> Work task
Among the records below, how many lines contain "horizon"? State the number and nothing more.
(Beginning of Data extract)
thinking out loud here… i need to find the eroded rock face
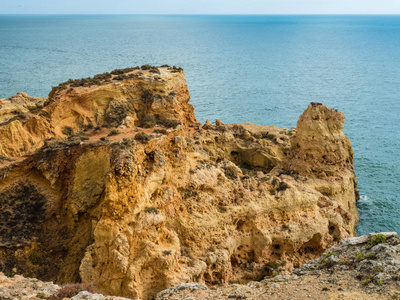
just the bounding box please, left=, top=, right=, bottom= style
left=155, top=233, right=400, bottom=300
left=0, top=92, right=46, bottom=124
left=0, top=67, right=359, bottom=300
left=0, top=67, right=194, bottom=157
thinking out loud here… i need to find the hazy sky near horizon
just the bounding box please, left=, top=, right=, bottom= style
left=1, top=0, right=400, bottom=15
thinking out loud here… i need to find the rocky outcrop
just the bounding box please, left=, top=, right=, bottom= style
left=0, top=67, right=359, bottom=300
left=0, top=92, right=46, bottom=124
left=0, top=67, right=194, bottom=157
left=155, top=233, right=400, bottom=299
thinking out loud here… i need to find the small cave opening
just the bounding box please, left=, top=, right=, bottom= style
left=230, top=151, right=240, bottom=163
left=328, top=222, right=341, bottom=241
left=299, top=233, right=324, bottom=256
left=230, top=245, right=255, bottom=266
left=270, top=243, right=283, bottom=258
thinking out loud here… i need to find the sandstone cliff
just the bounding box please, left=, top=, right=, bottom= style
left=0, top=66, right=359, bottom=300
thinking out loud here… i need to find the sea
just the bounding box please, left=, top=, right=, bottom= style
left=0, top=15, right=399, bottom=235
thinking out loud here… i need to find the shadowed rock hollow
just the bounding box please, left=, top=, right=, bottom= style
left=0, top=66, right=359, bottom=300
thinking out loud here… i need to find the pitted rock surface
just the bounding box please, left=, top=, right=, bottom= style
left=0, top=66, right=360, bottom=299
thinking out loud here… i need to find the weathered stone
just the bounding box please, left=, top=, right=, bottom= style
left=0, top=67, right=360, bottom=300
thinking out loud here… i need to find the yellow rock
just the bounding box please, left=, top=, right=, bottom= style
left=0, top=69, right=359, bottom=300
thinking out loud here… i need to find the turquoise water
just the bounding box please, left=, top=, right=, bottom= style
left=0, top=15, right=399, bottom=235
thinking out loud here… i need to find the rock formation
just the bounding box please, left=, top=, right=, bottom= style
left=155, top=232, right=400, bottom=300
left=0, top=66, right=359, bottom=299
left=3, top=232, right=399, bottom=300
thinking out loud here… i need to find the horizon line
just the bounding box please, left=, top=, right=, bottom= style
left=1, top=13, right=400, bottom=16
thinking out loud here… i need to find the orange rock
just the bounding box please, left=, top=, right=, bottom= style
left=0, top=67, right=359, bottom=300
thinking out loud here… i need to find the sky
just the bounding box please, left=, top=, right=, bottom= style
left=1, top=0, right=400, bottom=15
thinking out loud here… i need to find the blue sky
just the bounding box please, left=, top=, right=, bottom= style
left=1, top=0, right=400, bottom=14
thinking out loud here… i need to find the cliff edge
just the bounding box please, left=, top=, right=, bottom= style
left=0, top=66, right=359, bottom=299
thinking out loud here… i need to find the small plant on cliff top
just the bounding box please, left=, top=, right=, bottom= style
left=36, top=292, right=45, bottom=298
left=365, top=234, right=387, bottom=250
left=365, top=253, right=376, bottom=259
left=317, top=258, right=329, bottom=267
left=342, top=257, right=352, bottom=265
left=362, top=278, right=372, bottom=285
left=170, top=66, right=183, bottom=73
left=377, top=280, right=384, bottom=286
left=141, top=64, right=153, bottom=70
left=356, top=252, right=365, bottom=262
left=372, top=266, right=384, bottom=273
left=149, top=67, right=161, bottom=74
left=325, top=252, right=337, bottom=258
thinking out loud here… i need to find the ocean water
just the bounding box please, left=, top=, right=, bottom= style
left=0, top=15, right=399, bottom=235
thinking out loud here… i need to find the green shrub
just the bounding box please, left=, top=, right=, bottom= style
left=365, top=253, right=376, bottom=259
left=114, top=74, right=128, bottom=81
left=134, top=132, right=150, bottom=142
left=325, top=252, right=337, bottom=258
left=108, top=129, right=120, bottom=136
left=93, top=72, right=112, bottom=80
left=143, top=114, right=156, bottom=128
left=366, top=234, right=387, bottom=250
left=62, top=126, right=74, bottom=137
left=356, top=252, right=365, bottom=261
left=110, top=67, right=138, bottom=75
left=149, top=68, right=161, bottom=74
left=83, top=123, right=94, bottom=131
left=372, top=266, right=383, bottom=272
left=154, top=128, right=168, bottom=134
left=141, top=64, right=153, bottom=70
left=100, top=137, right=109, bottom=142
left=362, top=278, right=371, bottom=285
left=120, top=138, right=135, bottom=149
left=162, top=119, right=181, bottom=129
left=171, top=66, right=183, bottom=73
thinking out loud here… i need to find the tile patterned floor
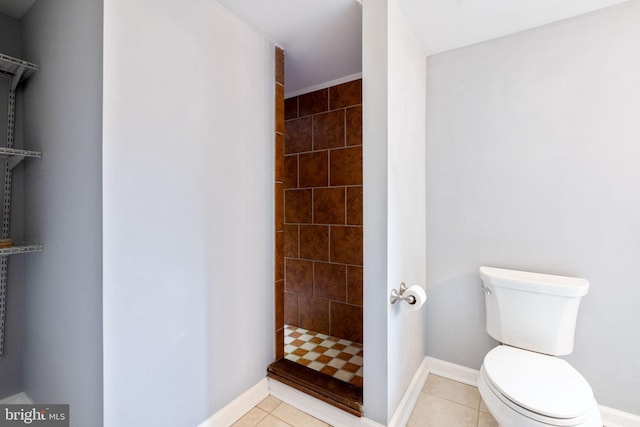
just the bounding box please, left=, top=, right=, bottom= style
left=284, top=325, right=363, bottom=387
left=235, top=375, right=498, bottom=427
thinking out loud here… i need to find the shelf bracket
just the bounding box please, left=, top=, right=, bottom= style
left=10, top=66, right=25, bottom=92
left=7, top=155, right=24, bottom=171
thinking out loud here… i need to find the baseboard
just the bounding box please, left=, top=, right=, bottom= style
left=197, top=378, right=269, bottom=427
left=0, top=392, right=33, bottom=404
left=424, top=356, right=640, bottom=427
left=599, top=405, right=640, bottom=427
left=423, top=356, right=479, bottom=387
left=268, top=378, right=384, bottom=427
left=388, top=357, right=430, bottom=427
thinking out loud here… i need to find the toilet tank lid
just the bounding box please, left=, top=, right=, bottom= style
left=479, top=267, right=589, bottom=297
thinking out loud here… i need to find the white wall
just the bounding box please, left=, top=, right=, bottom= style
left=425, top=1, right=640, bottom=415
left=20, top=1, right=104, bottom=426
left=103, top=0, right=275, bottom=425
left=363, top=0, right=427, bottom=423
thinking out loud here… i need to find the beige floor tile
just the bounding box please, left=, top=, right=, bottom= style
left=478, top=411, right=499, bottom=427
left=479, top=398, right=491, bottom=413
left=256, top=414, right=292, bottom=427
left=271, top=402, right=329, bottom=427
left=257, top=395, right=282, bottom=413
left=407, top=394, right=478, bottom=427
left=422, top=374, right=481, bottom=409
left=232, top=407, right=268, bottom=427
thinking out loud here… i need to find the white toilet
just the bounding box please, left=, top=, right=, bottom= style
left=477, top=267, right=602, bottom=427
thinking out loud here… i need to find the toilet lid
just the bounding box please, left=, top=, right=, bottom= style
left=483, top=346, right=594, bottom=419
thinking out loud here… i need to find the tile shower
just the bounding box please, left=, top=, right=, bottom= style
left=278, top=76, right=364, bottom=381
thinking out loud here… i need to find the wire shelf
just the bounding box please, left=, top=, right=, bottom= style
left=0, top=244, right=43, bottom=256
left=0, top=53, right=38, bottom=77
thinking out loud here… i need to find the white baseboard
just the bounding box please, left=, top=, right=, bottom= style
left=197, top=378, right=269, bottom=427
left=388, top=357, right=430, bottom=427
left=423, top=356, right=640, bottom=427
left=423, top=356, right=479, bottom=387
left=268, top=378, right=384, bottom=427
left=0, top=392, right=33, bottom=404
left=599, top=405, right=640, bottom=427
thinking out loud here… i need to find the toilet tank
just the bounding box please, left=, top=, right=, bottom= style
left=479, top=267, right=589, bottom=356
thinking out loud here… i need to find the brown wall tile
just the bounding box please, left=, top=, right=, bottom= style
left=285, top=117, right=312, bottom=154
left=275, top=182, right=284, bottom=232
left=347, top=266, right=363, bottom=306
left=275, top=132, right=284, bottom=183
left=346, top=186, right=363, bottom=225
left=298, top=151, right=328, bottom=188
left=275, top=327, right=284, bottom=360
left=299, top=89, right=328, bottom=117
left=284, top=189, right=312, bottom=223
left=285, top=97, right=298, bottom=120
left=313, top=110, right=345, bottom=151
left=314, top=262, right=346, bottom=302
left=299, top=295, right=330, bottom=335
left=346, top=106, right=362, bottom=146
left=285, top=259, right=313, bottom=294
left=275, top=47, right=285, bottom=85
left=299, top=225, right=329, bottom=261
left=276, top=84, right=285, bottom=134
left=275, top=231, right=284, bottom=281
left=330, top=302, right=363, bottom=343
left=284, top=155, right=298, bottom=189
left=285, top=291, right=299, bottom=326
left=275, top=279, right=284, bottom=329
left=330, top=226, right=363, bottom=266
left=330, top=146, right=362, bottom=186
left=284, top=224, right=299, bottom=258
left=313, top=187, right=345, bottom=225
left=329, top=79, right=362, bottom=110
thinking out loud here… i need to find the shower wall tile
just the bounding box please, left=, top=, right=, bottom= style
left=284, top=224, right=298, bottom=258
left=275, top=231, right=284, bottom=281
left=275, top=327, right=284, bottom=360
left=330, top=302, right=363, bottom=343
left=284, top=189, right=312, bottom=223
left=347, top=266, right=363, bottom=306
left=285, top=97, right=298, bottom=120
left=283, top=78, right=363, bottom=344
left=275, top=133, right=285, bottom=182
left=284, top=291, right=299, bottom=326
left=299, top=295, right=330, bottom=335
left=329, top=80, right=362, bottom=110
left=299, top=151, right=328, bottom=188
left=299, top=225, right=329, bottom=261
left=286, top=259, right=313, bottom=295
left=314, top=262, right=347, bottom=302
left=276, top=84, right=285, bottom=133
left=299, top=89, right=328, bottom=117
left=276, top=47, right=285, bottom=85
left=313, top=110, right=345, bottom=150
left=275, top=279, right=284, bottom=329
left=346, top=106, right=362, bottom=146
left=285, top=117, right=312, bottom=154
left=313, top=187, right=345, bottom=225
left=330, top=226, right=363, bottom=266
left=275, top=182, right=284, bottom=232
left=284, top=155, right=298, bottom=189
left=346, top=186, right=363, bottom=225
left=330, top=146, right=362, bottom=186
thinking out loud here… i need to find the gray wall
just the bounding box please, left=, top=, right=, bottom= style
left=425, top=1, right=640, bottom=415
left=0, top=12, right=25, bottom=400
left=21, top=0, right=103, bottom=426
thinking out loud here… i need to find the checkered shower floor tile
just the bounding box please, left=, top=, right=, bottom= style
left=284, top=325, right=363, bottom=388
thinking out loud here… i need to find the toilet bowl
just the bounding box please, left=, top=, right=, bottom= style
left=478, top=267, right=602, bottom=427
left=478, top=345, right=602, bottom=427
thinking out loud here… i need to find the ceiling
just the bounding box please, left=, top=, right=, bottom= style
left=0, top=0, right=629, bottom=95
left=0, top=0, right=35, bottom=18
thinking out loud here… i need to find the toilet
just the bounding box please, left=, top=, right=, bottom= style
left=477, top=267, right=602, bottom=427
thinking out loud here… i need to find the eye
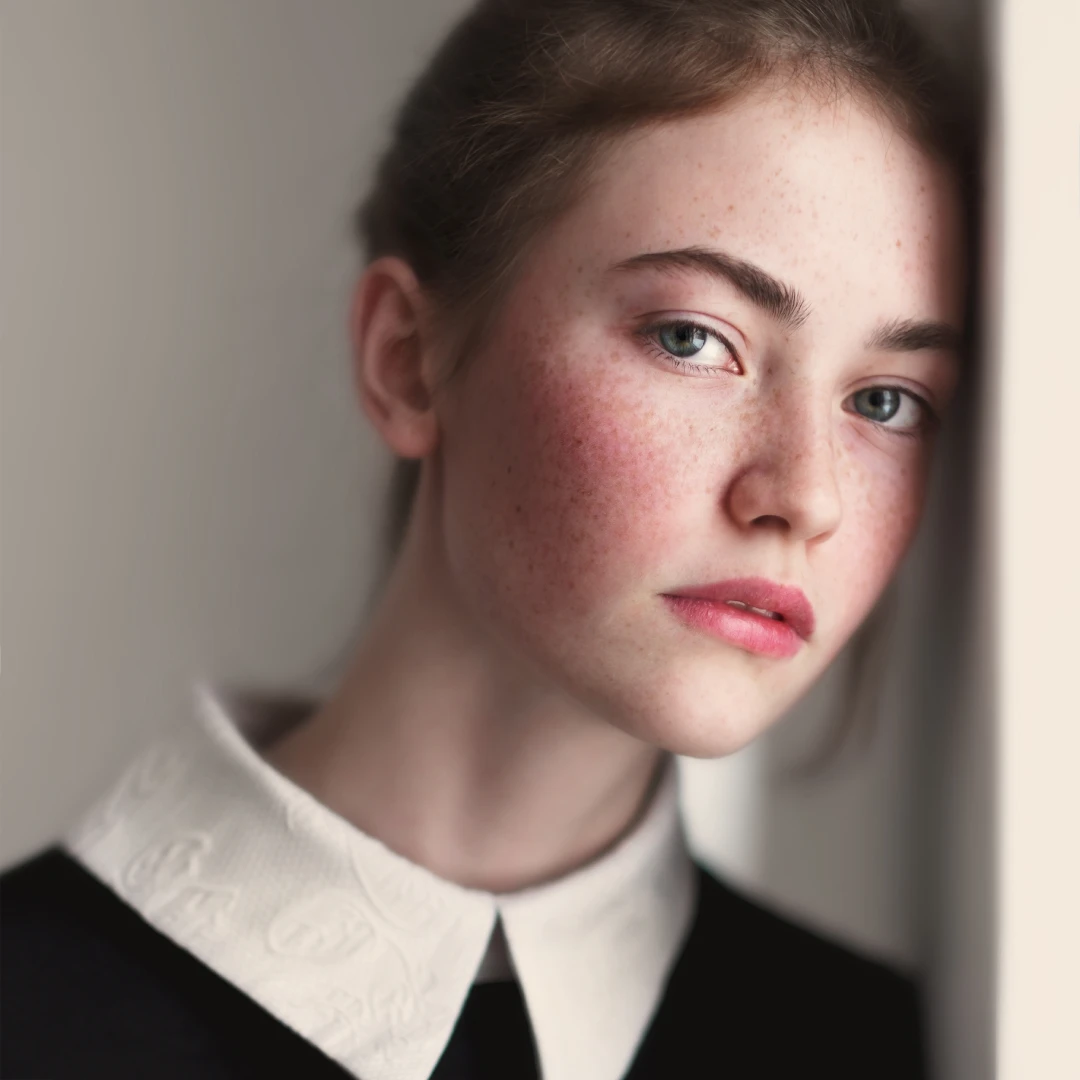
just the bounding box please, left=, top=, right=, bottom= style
left=635, top=318, right=742, bottom=377
left=847, top=386, right=933, bottom=437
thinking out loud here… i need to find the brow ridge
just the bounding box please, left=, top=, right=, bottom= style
left=610, top=246, right=963, bottom=355
left=610, top=245, right=811, bottom=331
left=865, top=316, right=962, bottom=354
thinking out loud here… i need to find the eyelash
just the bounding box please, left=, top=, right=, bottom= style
left=635, top=317, right=938, bottom=440
left=635, top=317, right=741, bottom=377
left=845, top=387, right=938, bottom=441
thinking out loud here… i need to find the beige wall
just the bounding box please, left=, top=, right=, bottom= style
left=993, top=0, right=1080, bottom=1076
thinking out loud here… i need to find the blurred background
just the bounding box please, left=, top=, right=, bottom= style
left=3, top=2, right=1077, bottom=1078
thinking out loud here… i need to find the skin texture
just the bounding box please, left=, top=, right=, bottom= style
left=263, top=82, right=965, bottom=893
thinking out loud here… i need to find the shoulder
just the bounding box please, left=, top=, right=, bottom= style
left=629, top=862, right=927, bottom=1079
left=692, top=862, right=921, bottom=998
left=0, top=846, right=347, bottom=1079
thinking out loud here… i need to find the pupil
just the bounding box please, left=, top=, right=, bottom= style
left=660, top=323, right=706, bottom=357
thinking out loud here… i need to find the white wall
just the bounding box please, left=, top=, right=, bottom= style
left=3, top=2, right=1014, bottom=1074
left=4, top=0, right=470, bottom=857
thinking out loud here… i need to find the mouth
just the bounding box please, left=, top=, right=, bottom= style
left=721, top=599, right=785, bottom=621
left=661, top=577, right=815, bottom=656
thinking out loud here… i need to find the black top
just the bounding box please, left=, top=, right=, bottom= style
left=0, top=846, right=926, bottom=1079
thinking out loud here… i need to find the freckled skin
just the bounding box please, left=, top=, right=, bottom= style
left=434, top=83, right=965, bottom=757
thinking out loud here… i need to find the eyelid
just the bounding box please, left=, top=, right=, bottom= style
left=859, top=377, right=939, bottom=418
left=857, top=369, right=940, bottom=405
left=846, top=384, right=938, bottom=439
left=638, top=310, right=748, bottom=353
left=636, top=314, right=745, bottom=371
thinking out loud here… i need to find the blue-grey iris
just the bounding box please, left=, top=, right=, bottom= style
left=658, top=322, right=708, bottom=358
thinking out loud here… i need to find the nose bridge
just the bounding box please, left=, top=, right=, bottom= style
left=728, top=384, right=843, bottom=541
left=772, top=388, right=834, bottom=476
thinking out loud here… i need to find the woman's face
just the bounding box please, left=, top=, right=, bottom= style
left=433, top=84, right=965, bottom=757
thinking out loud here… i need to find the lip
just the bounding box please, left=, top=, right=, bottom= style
left=661, top=577, right=815, bottom=659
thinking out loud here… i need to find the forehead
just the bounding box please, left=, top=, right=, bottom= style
left=535, top=85, right=965, bottom=332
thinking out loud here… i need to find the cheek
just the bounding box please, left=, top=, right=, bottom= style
left=827, top=427, right=930, bottom=632
left=448, top=340, right=689, bottom=621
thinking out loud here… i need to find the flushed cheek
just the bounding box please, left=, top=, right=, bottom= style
left=462, top=355, right=695, bottom=622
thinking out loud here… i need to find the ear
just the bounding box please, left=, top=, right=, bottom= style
left=348, top=256, right=441, bottom=459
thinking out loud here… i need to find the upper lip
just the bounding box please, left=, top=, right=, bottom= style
left=665, top=577, right=816, bottom=640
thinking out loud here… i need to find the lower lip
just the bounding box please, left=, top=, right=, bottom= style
left=662, top=595, right=804, bottom=659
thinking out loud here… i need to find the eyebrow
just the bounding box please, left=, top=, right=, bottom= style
left=608, top=245, right=963, bottom=355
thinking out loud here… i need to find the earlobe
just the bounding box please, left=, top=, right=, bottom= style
left=349, top=256, right=440, bottom=459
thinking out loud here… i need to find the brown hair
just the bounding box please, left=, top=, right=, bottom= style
left=342, top=0, right=978, bottom=769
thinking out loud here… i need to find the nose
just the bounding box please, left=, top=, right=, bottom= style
left=725, top=403, right=843, bottom=544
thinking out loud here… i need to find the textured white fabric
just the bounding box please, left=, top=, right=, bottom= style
left=64, top=679, right=697, bottom=1080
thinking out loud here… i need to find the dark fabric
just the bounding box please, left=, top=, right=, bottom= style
left=429, top=981, right=539, bottom=1080
left=1, top=846, right=926, bottom=1079
left=623, top=869, right=927, bottom=1080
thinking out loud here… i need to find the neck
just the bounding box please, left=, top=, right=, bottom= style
left=262, top=497, right=664, bottom=894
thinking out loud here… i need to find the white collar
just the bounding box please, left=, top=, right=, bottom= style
left=63, top=680, right=698, bottom=1080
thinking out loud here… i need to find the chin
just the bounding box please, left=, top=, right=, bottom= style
left=639, top=703, right=779, bottom=760
left=589, top=656, right=798, bottom=760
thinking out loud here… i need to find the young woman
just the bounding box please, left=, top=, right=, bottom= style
left=2, top=1, right=974, bottom=1077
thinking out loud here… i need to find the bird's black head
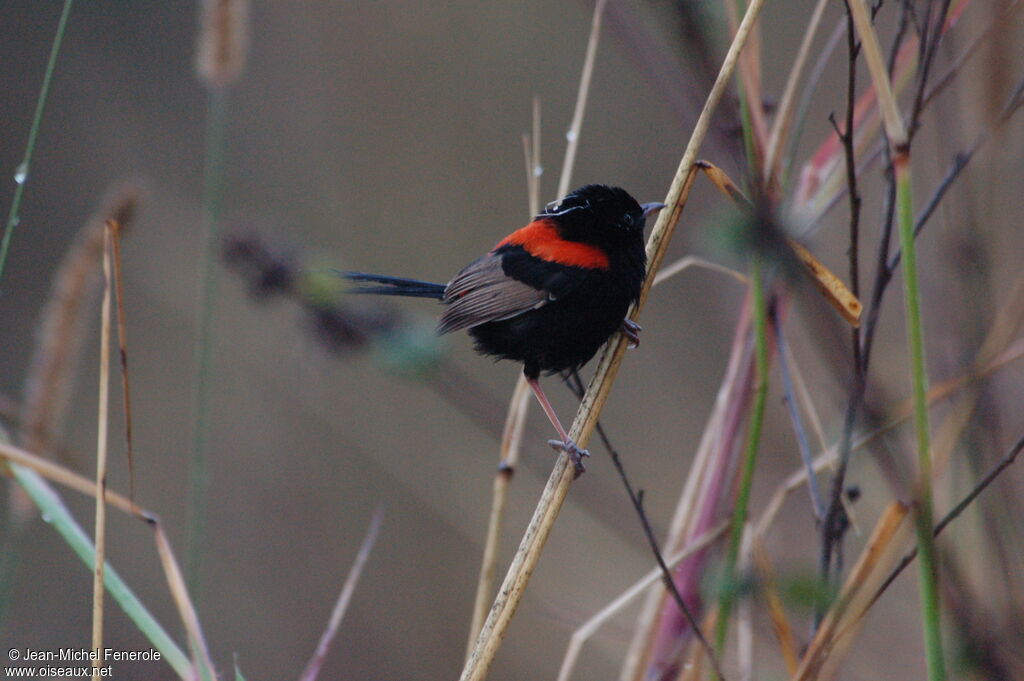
(End of Data extract)
> Written solution
2